CHALLENGE 1 — Pick out each line in the entries that contains the word "bicycle".

SOURCE DOCUMENT —
..........
Posts Tagged ‘Richardson Grove’

Save Richardson Grove: Think Globally, Act Locally

Sunday, January 25th, 2015
By

Madrone Hugging Ancient RedwoodIf everyone cared for their own wild back yard, the world would be a better place. Northwest California is known for having some of the wildest lands, including the Lost Coast and the tallest trees on the planet, which have been preserved behind the redwood curtain since time immemorial. With less than three percent of the planet’s old growth redwood trees remaining, it is imperative that every ancient tree is protected, especially if they are entrusted into a park system, which has vowed to protect them in perpetuity.

Since 2007, EPIC has been working to protect some of the most well-known giant redwoods in the world from the California Department of Transportation’s destructive highway-widening project. A grass roots coalition of community members, business owners, economists, conservation and Native American groups have opposed the Richardson Grove Operational Improvement Project, which proposed tree removal and destruction of the root systems of ancient redwood trees in Richardson Grove State Park – trees that are supposed to be protected by the state park system.

Richardson Grove is the first cluster of old-growth redwoods people see as they head up the coast on Highway 101, it is essentially the “redwood curtain” that has allowed Humboldt County to retain its rural character. The redwoods in Richardson Grove also serve as critical habitat for Marbled Murrelets, Northern Spotted Owls and streams going through the Grove are critical habitat for endangered Coho Salmon. Maintaining the integrity of these trees is incredibly important not only to the ecosystem, but to the community, since these trees are the pinch point that do not allow for larger trucks serving corporate chains that are characteristic of sprawling urban areas, and which many people feel would change the essential character of Humboldt County.

For eight years EPIC and allies have organized community support, provided comments, and filed substantive lawsuits that convinced a federal judge to grant an injunction halting the Richardson Grove project citing that the agency had been “arbitrary and capricious” in its use of what the court called “faulty data.” This past December Caltrans revoked its approval of the project. If the agency decides to pursue the project, a complete and comprehensive environmental review and approval process will have to start over. This is a victory, we can all breathe a sigh of relief and rest assured that the trees in Richardson Grove State Park will not be harmed for now.
..........
DATA FOR THIS EXERCISE —

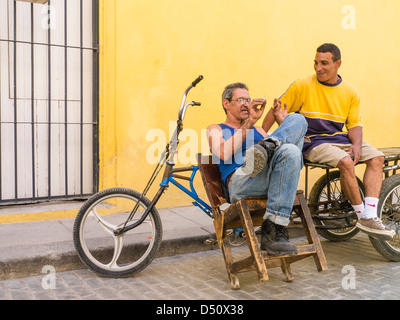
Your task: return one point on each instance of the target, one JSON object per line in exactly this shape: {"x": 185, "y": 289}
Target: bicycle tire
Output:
{"x": 97, "y": 246}
{"x": 389, "y": 212}
{"x": 317, "y": 194}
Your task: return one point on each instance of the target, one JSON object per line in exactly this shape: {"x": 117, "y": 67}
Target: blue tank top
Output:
{"x": 230, "y": 165}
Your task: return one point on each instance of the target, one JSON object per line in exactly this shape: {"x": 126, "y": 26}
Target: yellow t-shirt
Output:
{"x": 327, "y": 109}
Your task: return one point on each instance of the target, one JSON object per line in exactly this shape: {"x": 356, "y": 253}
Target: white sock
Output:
{"x": 359, "y": 209}
{"x": 371, "y": 207}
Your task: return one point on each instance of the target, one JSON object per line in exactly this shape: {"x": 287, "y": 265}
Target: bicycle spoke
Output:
{"x": 108, "y": 227}
{"x": 118, "y": 245}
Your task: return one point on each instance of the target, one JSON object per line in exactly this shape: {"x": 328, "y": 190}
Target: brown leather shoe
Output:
{"x": 375, "y": 228}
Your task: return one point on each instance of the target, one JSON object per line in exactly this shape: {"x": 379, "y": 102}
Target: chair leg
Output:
{"x": 227, "y": 253}
{"x": 311, "y": 233}
{"x": 253, "y": 244}
{"x": 287, "y": 270}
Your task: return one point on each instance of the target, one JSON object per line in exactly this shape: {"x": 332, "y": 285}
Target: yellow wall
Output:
{"x": 152, "y": 49}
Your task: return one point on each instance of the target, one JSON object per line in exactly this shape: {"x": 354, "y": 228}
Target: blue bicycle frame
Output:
{"x": 192, "y": 192}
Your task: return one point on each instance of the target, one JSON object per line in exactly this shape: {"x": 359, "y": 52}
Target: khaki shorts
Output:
{"x": 332, "y": 153}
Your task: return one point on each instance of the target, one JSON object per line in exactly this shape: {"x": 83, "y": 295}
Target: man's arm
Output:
{"x": 355, "y": 136}
{"x": 274, "y": 114}
{"x": 225, "y": 149}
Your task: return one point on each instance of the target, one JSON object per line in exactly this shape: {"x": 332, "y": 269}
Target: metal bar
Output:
{"x": 33, "y": 106}
{"x": 81, "y": 106}
{"x": 66, "y": 96}
{"x": 95, "y": 116}
{"x": 48, "y": 44}
{"x": 49, "y": 107}
{"x": 47, "y": 122}
{"x": 15, "y": 107}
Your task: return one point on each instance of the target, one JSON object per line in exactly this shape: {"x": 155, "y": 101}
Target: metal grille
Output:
{"x": 48, "y": 100}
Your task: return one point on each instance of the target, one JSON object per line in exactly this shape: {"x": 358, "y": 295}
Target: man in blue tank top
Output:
{"x": 253, "y": 163}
..........
CHALLENGE 2 — In the Richardson Grove article, what did Caltrans do this past December?

EXPECTED OUTPUT 1 —
Target: bicycle tire
Target: bicycle spoke
Target: blue bicycle frame

EXPECTED OUTPUT 2 — Caltrans revoked its approval of the Richardson Grove project.